_Given records_
■ ■ ■ ■
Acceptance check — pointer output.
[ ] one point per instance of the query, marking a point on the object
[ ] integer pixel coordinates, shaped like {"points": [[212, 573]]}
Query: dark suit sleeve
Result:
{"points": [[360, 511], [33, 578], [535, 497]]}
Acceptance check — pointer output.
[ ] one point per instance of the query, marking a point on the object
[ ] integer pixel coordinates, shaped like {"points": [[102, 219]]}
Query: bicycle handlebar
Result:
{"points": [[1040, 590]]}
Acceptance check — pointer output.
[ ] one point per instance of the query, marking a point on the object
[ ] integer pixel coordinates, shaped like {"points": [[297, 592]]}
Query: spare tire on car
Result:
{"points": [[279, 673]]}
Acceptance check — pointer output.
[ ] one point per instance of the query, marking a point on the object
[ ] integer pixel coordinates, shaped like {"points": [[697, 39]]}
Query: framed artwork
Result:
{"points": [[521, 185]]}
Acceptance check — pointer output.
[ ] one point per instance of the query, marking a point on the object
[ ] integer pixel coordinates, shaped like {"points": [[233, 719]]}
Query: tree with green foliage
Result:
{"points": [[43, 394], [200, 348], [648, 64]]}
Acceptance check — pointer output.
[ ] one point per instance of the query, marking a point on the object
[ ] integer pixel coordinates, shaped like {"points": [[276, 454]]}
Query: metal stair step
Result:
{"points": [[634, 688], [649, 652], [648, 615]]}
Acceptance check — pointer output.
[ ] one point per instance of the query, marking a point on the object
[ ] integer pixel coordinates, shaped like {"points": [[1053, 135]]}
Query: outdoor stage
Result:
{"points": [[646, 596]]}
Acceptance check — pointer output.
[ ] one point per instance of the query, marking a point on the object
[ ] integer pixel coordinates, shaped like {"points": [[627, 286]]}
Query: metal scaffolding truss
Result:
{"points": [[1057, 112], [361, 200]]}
■ ■ ■ ■
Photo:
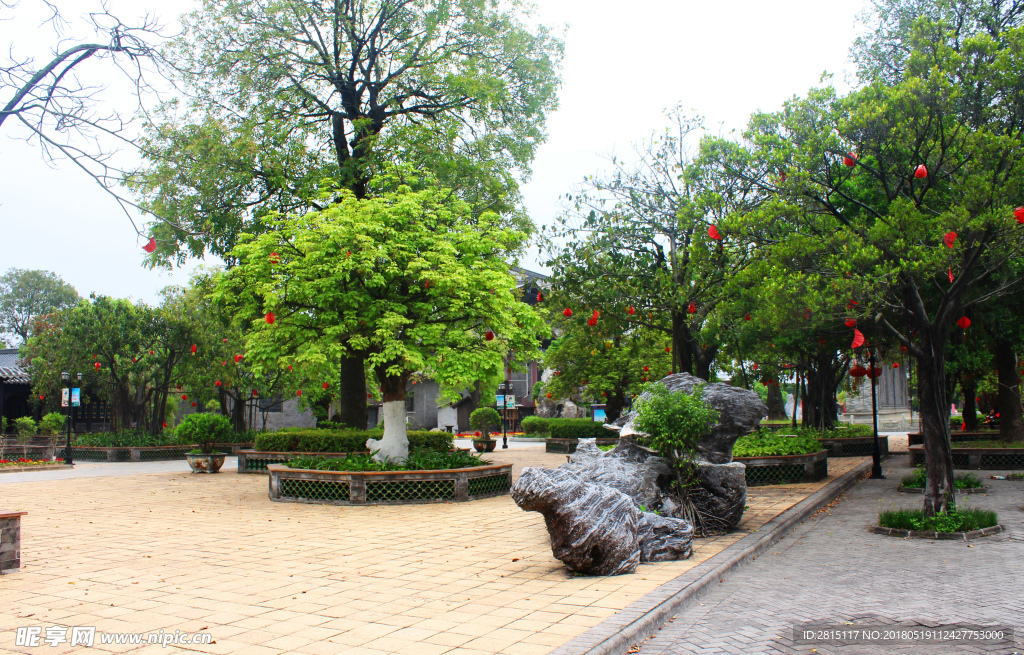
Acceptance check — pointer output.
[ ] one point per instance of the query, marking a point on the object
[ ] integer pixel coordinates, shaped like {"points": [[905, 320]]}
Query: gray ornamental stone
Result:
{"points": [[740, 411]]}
■ ■ ■ ■
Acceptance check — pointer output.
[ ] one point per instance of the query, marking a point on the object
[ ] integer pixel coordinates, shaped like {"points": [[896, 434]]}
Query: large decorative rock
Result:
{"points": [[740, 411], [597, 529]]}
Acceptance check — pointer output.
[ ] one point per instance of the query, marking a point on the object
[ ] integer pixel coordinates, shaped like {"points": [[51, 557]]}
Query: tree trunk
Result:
■ ■ ■ ■
_Task statement_
Filter the records above and copy each line that contains the string "metal".

_Answer for the task_
Query: metal stair step
Query: metal scaffolding truss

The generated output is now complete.